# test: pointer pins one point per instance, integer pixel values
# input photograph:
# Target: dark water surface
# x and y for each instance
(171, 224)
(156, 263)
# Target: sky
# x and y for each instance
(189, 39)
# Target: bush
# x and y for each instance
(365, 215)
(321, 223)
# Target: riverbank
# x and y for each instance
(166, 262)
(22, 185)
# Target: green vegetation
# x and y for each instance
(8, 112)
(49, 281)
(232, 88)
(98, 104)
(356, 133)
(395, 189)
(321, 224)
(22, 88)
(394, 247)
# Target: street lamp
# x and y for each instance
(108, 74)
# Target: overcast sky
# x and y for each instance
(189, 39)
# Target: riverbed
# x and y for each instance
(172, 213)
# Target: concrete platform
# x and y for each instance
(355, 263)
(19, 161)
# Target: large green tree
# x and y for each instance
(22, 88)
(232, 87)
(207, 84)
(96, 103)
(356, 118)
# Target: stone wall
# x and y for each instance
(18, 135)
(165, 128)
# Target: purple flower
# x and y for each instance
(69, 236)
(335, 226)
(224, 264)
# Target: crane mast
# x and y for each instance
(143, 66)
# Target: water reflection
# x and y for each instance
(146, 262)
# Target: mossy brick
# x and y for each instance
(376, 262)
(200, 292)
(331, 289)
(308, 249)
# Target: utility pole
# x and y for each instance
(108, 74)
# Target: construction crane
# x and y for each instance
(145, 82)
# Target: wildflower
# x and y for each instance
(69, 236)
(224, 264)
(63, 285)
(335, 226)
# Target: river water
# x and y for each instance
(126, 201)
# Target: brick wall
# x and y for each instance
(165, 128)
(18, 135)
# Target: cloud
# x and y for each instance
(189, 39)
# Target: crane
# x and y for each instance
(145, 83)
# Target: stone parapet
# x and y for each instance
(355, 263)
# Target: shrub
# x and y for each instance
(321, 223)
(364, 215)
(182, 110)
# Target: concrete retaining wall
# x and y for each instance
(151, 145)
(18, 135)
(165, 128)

> _Work item_: Output the lines above verbatim and in full.

> _Response for this exercise_:
# test: pointer pins one point per instance, integer pixel values
# input photograph:
# Target: dark water surface
# x and y for each instance
(171, 224)
(156, 263)
# Target: sky
# x and y for each instance
(189, 39)
# Target: bush
# x and y for each instance
(365, 215)
(321, 223)
# Target: riverbank
# x and y for each instance
(166, 262)
(22, 185)
# Target: green vegetation
# x and y for each instance
(8, 112)
(49, 281)
(232, 88)
(98, 104)
(356, 133)
(395, 189)
(321, 224)
(22, 88)
(394, 247)
# Target: street lamp
# x and y for each instance
(108, 74)
# Target: overcast sky
# x and y for each instance
(189, 39)
# Target: riverbed
# x and y for each instance
(172, 213)
# Target: concrete platform
# x and y for each instance
(355, 263)
(19, 161)
# Target: large green tree
# x and y for each instance
(22, 88)
(232, 87)
(207, 84)
(96, 103)
(356, 118)
# Target: stone wall
# x and y for each instance
(18, 135)
(165, 128)
# Target: purple flower
# x and y for each instance
(69, 236)
(335, 226)
(224, 264)
# Target: crane mast
# x and y for each instance
(143, 66)
# Target: water reflection
# x and y for each instance
(146, 262)
# Target: mossy brick
# x and y for each instance
(376, 262)
(200, 292)
(331, 289)
(308, 249)
# Target: utility pole
# x and y for each instance
(108, 74)
# Target: construction crane
# x and y for each instance
(145, 82)
# Target: wildflower
# x and y for each instance
(69, 236)
(224, 264)
(63, 285)
(335, 226)
# Target: river water
# x and y for each instance
(126, 201)
# Target: brick wall
# x and y for each instance
(165, 128)
(18, 135)
# Target: cloud
# x and y for each instance
(189, 39)
# Target: crane
# x and y for each instance
(145, 83)
# Target: stone parapet
# x and y for each instance
(355, 263)
# Target: shrub
# x and y for each instance
(321, 223)
(364, 215)
(182, 110)
# Target: concrete retaining wall
# x and y for each instance
(151, 145)
(18, 135)
(165, 128)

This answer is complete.